→ PROBLEM DESCRIPTION
Copy each of the entries below faithfully, setting aside any pictures.

→ THE INPUT
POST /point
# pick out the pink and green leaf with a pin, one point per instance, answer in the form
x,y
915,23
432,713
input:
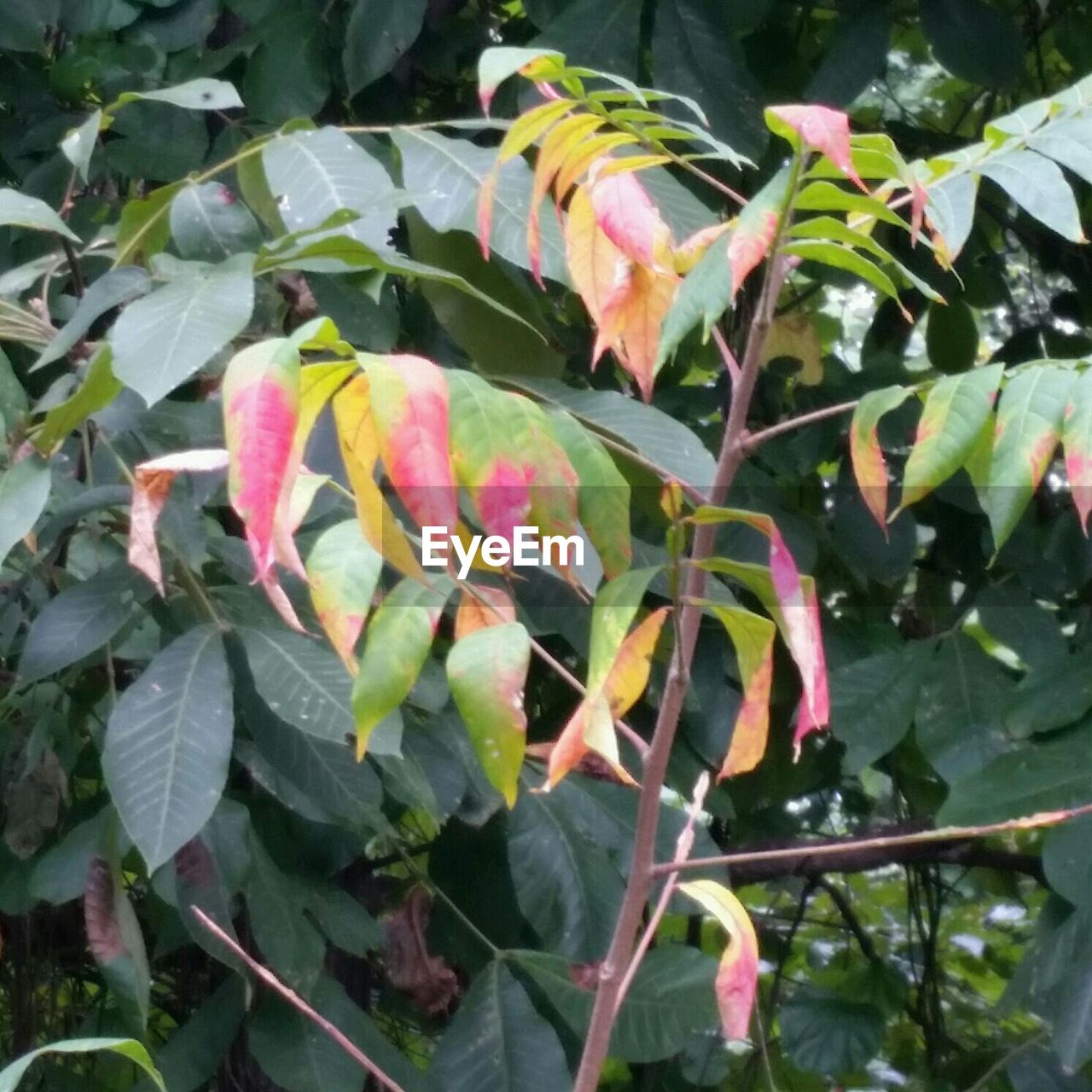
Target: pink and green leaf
x,y
261,410
1030,416
396,648
343,570
1077,438
955,412
410,410
487,671
869,468
736,982
820,128
752,639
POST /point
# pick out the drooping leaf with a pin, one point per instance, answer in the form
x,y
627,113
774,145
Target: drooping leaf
x,y
752,640
604,492
116,943
794,607
868,465
1077,438
24,490
167,745
1030,416
737,975
12,1073
209,223
396,648
753,233
498,1042
81,619
956,410
410,410
160,340
152,484
487,671
20,210
261,408
359,449
343,572
820,128
377,35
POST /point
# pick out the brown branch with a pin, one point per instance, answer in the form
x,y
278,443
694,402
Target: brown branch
x,y
874,851
639,884
297,1002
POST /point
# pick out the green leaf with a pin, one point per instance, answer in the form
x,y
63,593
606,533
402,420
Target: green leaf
x,y
498,1042
209,223
955,413
843,258
1037,776
23,211
78,144
377,35
162,340
127,1048
109,291
97,390
487,671
694,55
315,174
661,441
831,1036
444,177
951,338
671,999
1056,694
276,905
596,38
1029,426
304,683
1040,188
873,701
950,210
81,619
1067,862
24,490
705,295
168,743
201,94
973,41
604,492
116,943
959,712
566,886
396,648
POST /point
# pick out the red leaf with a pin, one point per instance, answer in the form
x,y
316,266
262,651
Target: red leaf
x,y
410,406
823,129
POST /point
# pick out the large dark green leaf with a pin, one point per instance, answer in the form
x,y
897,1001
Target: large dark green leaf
x,y
81,619
162,340
168,743
498,1042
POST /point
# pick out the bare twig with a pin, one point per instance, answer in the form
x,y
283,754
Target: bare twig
x,y
831,851
682,847
297,1002
678,678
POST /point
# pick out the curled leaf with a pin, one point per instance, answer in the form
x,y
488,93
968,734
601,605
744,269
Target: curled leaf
x,y
737,975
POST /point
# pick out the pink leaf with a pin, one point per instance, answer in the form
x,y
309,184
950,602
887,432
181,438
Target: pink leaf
x,y
823,129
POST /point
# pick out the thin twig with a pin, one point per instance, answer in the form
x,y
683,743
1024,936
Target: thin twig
x,y
826,851
682,847
297,1002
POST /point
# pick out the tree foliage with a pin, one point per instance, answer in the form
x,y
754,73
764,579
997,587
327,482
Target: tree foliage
x,y
780,311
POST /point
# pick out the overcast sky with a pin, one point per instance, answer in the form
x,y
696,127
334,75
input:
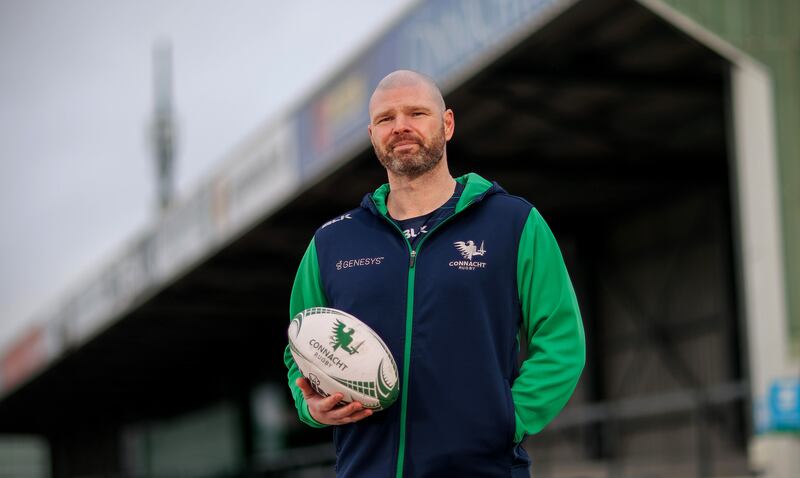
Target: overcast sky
x,y
76,169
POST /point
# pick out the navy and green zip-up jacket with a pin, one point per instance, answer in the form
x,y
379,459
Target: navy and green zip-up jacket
x,y
452,310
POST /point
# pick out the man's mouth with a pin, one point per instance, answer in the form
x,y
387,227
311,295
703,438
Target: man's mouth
x,y
404,145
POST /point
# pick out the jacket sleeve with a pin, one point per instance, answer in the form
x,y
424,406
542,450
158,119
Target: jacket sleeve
x,y
551,326
306,292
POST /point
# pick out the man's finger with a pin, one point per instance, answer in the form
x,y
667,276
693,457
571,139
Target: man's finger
x,y
328,403
360,415
305,387
346,411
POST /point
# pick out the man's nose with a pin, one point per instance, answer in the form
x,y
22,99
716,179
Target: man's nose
x,y
401,124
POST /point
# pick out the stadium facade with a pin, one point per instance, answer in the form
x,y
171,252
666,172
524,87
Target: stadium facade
x,y
659,139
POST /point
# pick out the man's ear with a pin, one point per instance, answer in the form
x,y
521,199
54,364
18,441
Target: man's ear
x,y
449,124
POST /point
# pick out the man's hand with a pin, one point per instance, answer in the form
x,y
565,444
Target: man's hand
x,y
324,409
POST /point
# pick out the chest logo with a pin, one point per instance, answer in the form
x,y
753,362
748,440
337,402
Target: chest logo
x,y
469,250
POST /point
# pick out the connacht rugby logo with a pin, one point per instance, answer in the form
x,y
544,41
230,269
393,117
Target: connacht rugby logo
x,y
469,250
342,338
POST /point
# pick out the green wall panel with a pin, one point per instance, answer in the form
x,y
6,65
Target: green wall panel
x,y
769,31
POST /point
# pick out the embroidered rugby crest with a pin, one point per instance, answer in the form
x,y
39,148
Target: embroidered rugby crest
x,y
469,250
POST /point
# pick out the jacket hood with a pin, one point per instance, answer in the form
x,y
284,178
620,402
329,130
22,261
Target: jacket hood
x,y
475,189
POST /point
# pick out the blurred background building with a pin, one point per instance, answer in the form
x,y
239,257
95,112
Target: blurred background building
x,y
659,139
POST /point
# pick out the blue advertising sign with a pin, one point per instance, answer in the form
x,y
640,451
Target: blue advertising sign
x,y
784,405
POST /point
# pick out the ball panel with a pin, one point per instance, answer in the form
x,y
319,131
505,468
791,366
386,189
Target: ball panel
x,y
339,353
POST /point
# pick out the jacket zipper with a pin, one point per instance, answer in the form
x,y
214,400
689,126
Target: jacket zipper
x,y
412,262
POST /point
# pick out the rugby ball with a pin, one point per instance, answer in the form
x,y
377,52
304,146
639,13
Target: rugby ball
x,y
339,353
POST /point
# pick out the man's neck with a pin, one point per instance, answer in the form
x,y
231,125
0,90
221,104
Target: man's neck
x,y
421,195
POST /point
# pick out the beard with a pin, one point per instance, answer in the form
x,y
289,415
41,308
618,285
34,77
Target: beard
x,y
415,164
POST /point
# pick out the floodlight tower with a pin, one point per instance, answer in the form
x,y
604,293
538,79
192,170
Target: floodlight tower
x,y
163,133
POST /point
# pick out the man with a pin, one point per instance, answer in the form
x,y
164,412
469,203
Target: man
x,y
465,271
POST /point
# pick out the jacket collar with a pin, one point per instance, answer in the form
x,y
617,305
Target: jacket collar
x,y
475,189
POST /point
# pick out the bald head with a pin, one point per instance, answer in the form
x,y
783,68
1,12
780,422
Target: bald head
x,y
409,79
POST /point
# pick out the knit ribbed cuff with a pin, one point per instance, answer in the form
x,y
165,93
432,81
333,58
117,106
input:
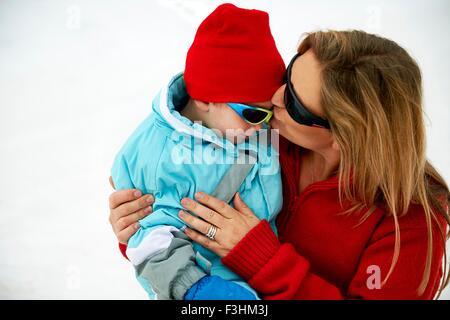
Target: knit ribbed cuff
x,y
253,251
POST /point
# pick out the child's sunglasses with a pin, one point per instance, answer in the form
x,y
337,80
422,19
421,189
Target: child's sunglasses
x,y
295,108
250,114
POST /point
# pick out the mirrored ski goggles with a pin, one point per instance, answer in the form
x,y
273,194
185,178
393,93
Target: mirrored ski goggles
x,y
250,114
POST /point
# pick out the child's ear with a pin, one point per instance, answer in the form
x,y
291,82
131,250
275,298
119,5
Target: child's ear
x,y
202,105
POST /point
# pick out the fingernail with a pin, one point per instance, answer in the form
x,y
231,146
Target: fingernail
x,y
185,202
199,195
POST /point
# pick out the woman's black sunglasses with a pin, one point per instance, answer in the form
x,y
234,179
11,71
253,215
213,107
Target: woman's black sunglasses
x,y
295,108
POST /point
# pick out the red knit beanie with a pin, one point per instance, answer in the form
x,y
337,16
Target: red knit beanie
x,y
233,58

→ ANSWER TO THIS EXERCISE
POST /point
# pick out the pink and green leaf with a pin, one point per instance, answer in the form
x,y
915,23
432,713
input:
Target: pink and green leaf
x,y
261,410
1030,416
396,648
343,570
1077,438
955,412
410,410
487,671
869,468
736,982
820,128
752,639
POST /point
# pick out the drooping leaf with a pin, one point per instance, answer in the form
x,y
627,113
774,145
Target: drooping leaf
x,y
752,640
604,492
116,943
794,607
868,465
1077,438
24,490
167,745
1030,416
737,975
12,1073
209,223
396,648
753,233
498,1042
81,619
956,410
410,410
160,340
152,484
487,671
20,210
261,408
359,449
343,572
820,128
377,35
POST /point
# pick out the brown branch with a pin, one point per instance, answer in the form
x,y
278,443
694,402
Target: brown branch
x,y
874,851
639,884
297,1002
POST /point
# pick out the green leaf with a pin, one point per instance, answer in the form
x,y
63,593
606,533
402,420
Target: green leaf
x,y
498,1042
209,223
955,413
843,258
1037,776
23,211
78,144
377,35
162,340
127,1048
109,291
97,390
487,671
694,55
315,174
661,441
831,1036
444,177
951,338
671,999
1056,694
276,905
596,38
1029,426
304,683
1040,188
873,701
950,210
81,619
1067,862
24,490
705,295
168,743
201,94
973,41
604,492
116,943
959,712
566,886
396,648
POST /point
# pick out the red leaf with a pin, one point per instance, answer in the form
x,y
316,266
262,651
Target: red leaf
x,y
410,406
823,129
POST /point
# pick out the large dark green leaf with a pin, one point per instance, answer in the form
x,y
897,1001
Target: large dark green leaf
x,y
81,619
162,340
168,743
498,1042
POST /point
# pick out the bare twig with a pin, one point per instance, answer in the form
x,y
283,754
Target: bare twig
x,y
831,851
682,847
297,1002
678,678
POST /point
# pick out the curled leaf with a pin, one point per instance, answer in the form
x,y
488,93
968,734
601,605
744,269
Target: curled leaf
x,y
737,975
POST /point
# pick out the pink leaf with a pin, one point per instance, answer in the form
x,y
309,184
950,602
887,432
181,438
Target: pink leaf
x,y
823,129
POST /point
# pick out the thin twig with a pin, one point per instance, answer in the form
x,y
683,743
1024,936
Target: thin twig
x,y
826,851
682,847
297,1002
POST /point
# pick out the tree foliage with a pin, one point per instance, answer in the form
x,y
754,73
764,579
997,587
327,482
Target: tree foliage
x,y
780,311
POST /point
# pick out the overcast sky with a pin, one point per instance, answer in the form
x,y
696,127
334,75
input:
Target: overcast sky
x,y
76,169
POST /point
# pick out the navy and green zip-up jacket with a pin, one point per instance, answer in the form
x,y
379,459
Target: navy and green zip-up jacket
x,y
452,310
POST /point
# pick out the man's mouth with a pin, one point per instance, answer in the form
x,y
387,227
311,295
703,438
Target: man's mouth
x,y
404,145
POST /point
# pick out the jacket sleeve with a pin, one point per instance, answer in the form
x,y
424,406
542,450
158,119
Target: jacket sleeve
x,y
551,326
306,292
POST /point
# pick out the man's finger with a pin, one point per instance, answer in the form
x,y
667,276
693,457
571,139
Target: man's finger
x,y
328,403
360,415
305,387
346,411
POST /point
# pick out the man's nose with a pin, one point per instance, answer in the form
x,y
22,99
716,179
Target: man's nose
x,y
401,124
POST /point
# pick out the stadium facade with a pin, one point per instance, answer in the form
x,y
171,252
666,172
524,87
Target: stadium facade
x,y
659,139
POST /point
# pick out the man's ear with a pin, one point per instance, answer in the form
x,y
521,199
54,364
18,441
Target: man's ear
x,y
449,124
POST /point
# pick out the man's hand with a pin, one point per instance, answer in the form
x,y
565,444
Target: man's hand
x,y
324,409
POST /point
# pick out the chest logo with a pin, one point per instance, answer in the form
x,y
753,362
748,440
337,402
Target: chest logo
x,y
469,250
POST /point
# pick out the connacht rugby logo with a pin, one point per instance, answer in the form
x,y
544,41
230,269
393,117
Target: connacht rugby logo
x,y
469,250
342,338
POST /point
# pick out the green wall panel with a pin, one point per instance, answer in the form
x,y
6,65
Target: green wall panel
x,y
769,31
POST /point
# pick out the embroidered rugby crest with a pin, one point per instance, answer in the form
x,y
39,148
Target: embroidered rugby crest
x,y
469,250
POST /point
# pick out the jacket hood with a pin, one point per instance, answer in the form
x,y
284,178
620,402
329,130
22,261
Target: jacket hood
x,y
475,189
POST /point
# pick out the blurred background building with a pin, one point per instance, answer in the form
x,y
239,257
95,112
Target: blurred background building
x,y
659,139
POST /point
# pick out the blue advertising sign with a pin, one point per instance, answer in the form
x,y
640,451
Target: blue advertising sign
x,y
784,405
POST /point
# pick out the ball panel with a pin, one point per instance, answer in the form
x,y
319,131
505,468
791,366
386,189
Target: ball panel
x,y
339,353
POST /point
# pick out the jacket zipper with a pin, one point per instance, answer in the form
x,y
214,400
689,126
Target: jacket zipper
x,y
412,262
POST /point
# pick out the rugby ball with a pin, one point per instance, answer in the form
x,y
377,52
304,146
639,13
Target: rugby ball
x,y
339,353
POST /point
# pick out the man's neck with a pin, one point per instance, answer in the form
x,y
231,125
0,90
221,104
Target: man's neck
x,y
421,195
POST /point
# pick out the beard with a pin, one point per instance, answer in the form
x,y
289,415
41,308
618,285
34,77
Target: beard
x,y
415,164
POST /point
# pick out the floodlight tower with a pin, one point per instance, answer in the form
x,y
604,293
538,79
192,170
Target: floodlight tower
x,y
163,133
POST /point
# pick out the man with a pin, one point per instance, answer in the form
x,y
164,412
469,203
Target: man
x,y
465,271
POST /point
# pick out the jacket collar with a pin, one point per instance, answer in the form
x,y
617,305
Target: jacket collar
x,y
475,189
POST /point
# pick out the bald head with a pin, one point per instance, answer in the form
x,y
783,68
1,12
780,422
Target: bald head
x,y
409,79
POST /point
# pick out the knit ribbed cuff with a pin, one point per instance, answer in the form
x,y
165,93
432,81
333,58
117,106
input:
Target: knit ribbed cuff
x,y
253,251
POST /point
# pick out the child's sunglasses with a pin, one point per instance, answer in the form
x,y
337,80
422,19
421,189
Target: child's sunglasses
x,y
295,108
250,114
POST /point
# pick out the mirrored ski goggles with a pin, one point per instance, answer in the form
x,y
273,194
185,178
393,93
Target: mirrored ski goggles
x,y
250,114
POST /point
# pick out the child's ear with a pin, one point per instance, answer in the form
x,y
291,82
131,250
275,298
119,5
Target: child's ear
x,y
202,105
POST /point
# pick out the fingernail with a pin, one point per instance, answer in the form
x,y
231,146
Target: fingernail
x,y
185,202
199,195
POST /point
# pick out the woman's black sunglasses with a pin, one point per instance, answer in the form
x,y
234,179
11,71
253,215
213,107
Target: woman's black sunglasses
x,y
295,108
POST /point
# pick out the red knit beanie with a pin, one point per instance, answer in the form
x,y
337,16
Target: red knit beanie
x,y
233,58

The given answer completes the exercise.